* Requirement
Beginning with the line containing "Spot the van tail" and ending with the last line, repeat the records exactly.
___ Source data ___
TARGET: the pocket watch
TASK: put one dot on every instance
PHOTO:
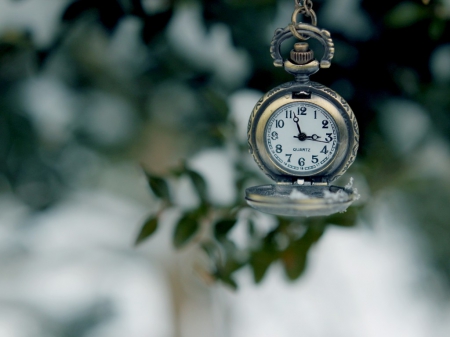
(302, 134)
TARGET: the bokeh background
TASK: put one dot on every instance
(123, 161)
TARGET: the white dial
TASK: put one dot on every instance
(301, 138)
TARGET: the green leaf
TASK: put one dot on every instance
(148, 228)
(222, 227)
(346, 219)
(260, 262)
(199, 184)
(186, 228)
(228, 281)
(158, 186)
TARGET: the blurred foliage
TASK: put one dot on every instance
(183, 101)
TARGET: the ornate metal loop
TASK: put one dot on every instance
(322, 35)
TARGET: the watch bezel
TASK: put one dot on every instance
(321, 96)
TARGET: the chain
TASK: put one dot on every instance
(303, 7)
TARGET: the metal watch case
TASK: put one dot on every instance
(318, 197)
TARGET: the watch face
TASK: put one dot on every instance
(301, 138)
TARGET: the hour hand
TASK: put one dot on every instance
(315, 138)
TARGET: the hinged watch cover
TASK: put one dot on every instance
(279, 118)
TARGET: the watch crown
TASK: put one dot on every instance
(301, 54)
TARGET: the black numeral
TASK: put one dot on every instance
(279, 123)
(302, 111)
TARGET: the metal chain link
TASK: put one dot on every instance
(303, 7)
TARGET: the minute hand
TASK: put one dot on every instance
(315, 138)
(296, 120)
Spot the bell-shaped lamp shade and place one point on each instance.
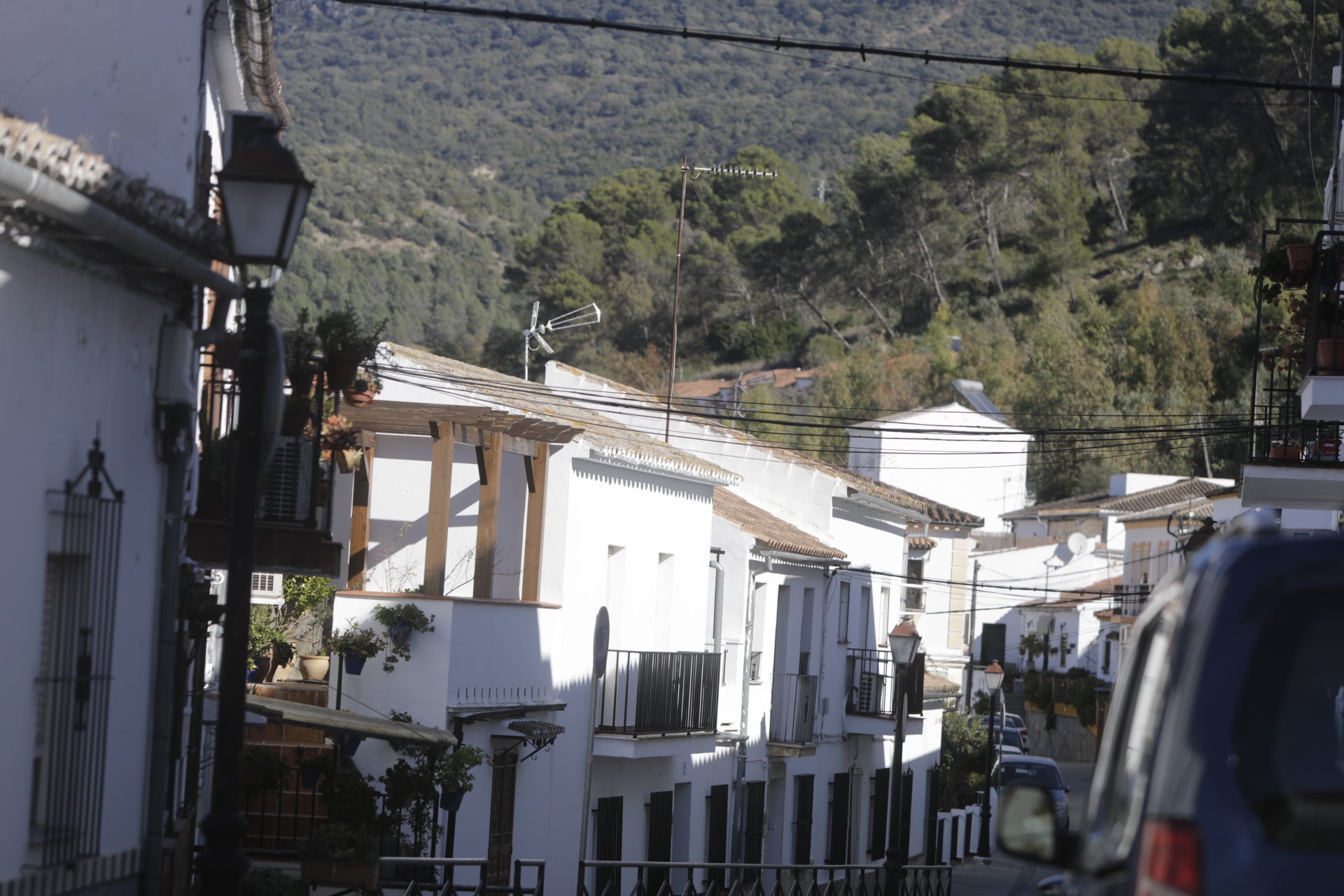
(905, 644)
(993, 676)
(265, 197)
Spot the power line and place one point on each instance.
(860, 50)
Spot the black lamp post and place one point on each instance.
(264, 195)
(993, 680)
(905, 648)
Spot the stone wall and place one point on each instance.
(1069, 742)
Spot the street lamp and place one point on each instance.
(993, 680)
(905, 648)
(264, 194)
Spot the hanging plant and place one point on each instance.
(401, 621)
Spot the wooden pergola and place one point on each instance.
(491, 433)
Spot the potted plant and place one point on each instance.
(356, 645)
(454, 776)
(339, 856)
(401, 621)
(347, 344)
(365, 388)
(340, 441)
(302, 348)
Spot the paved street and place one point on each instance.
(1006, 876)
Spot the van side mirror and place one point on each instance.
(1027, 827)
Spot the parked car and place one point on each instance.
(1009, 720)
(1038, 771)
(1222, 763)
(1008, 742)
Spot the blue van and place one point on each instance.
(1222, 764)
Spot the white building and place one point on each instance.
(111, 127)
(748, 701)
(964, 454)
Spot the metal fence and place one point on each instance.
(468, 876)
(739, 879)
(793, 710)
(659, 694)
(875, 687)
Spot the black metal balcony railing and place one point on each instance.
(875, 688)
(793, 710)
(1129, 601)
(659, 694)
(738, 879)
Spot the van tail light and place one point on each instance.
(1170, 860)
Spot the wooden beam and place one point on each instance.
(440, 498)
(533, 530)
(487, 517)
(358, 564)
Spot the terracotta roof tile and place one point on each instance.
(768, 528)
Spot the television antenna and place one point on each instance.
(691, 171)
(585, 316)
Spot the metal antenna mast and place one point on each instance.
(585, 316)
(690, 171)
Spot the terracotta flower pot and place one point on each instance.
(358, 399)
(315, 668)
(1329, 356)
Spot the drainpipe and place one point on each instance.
___
* Solution to this problem
Spot the van tail light and place one point on each instance.
(1170, 860)
Spot the wooden beam and place one point on each instance.
(440, 498)
(533, 530)
(487, 517)
(358, 564)
Spot the terracotta roof tile and place one point on each instance.
(768, 528)
Spot the television antenna and place one point on each instance.
(691, 171)
(585, 316)
Spot the metal antenna mast and place one point on each instance.
(585, 316)
(690, 171)
Spot the terracotta flower pot and place one point on each instance.
(358, 399)
(315, 668)
(1329, 356)
Spot the drainpipe and place one point on each instance.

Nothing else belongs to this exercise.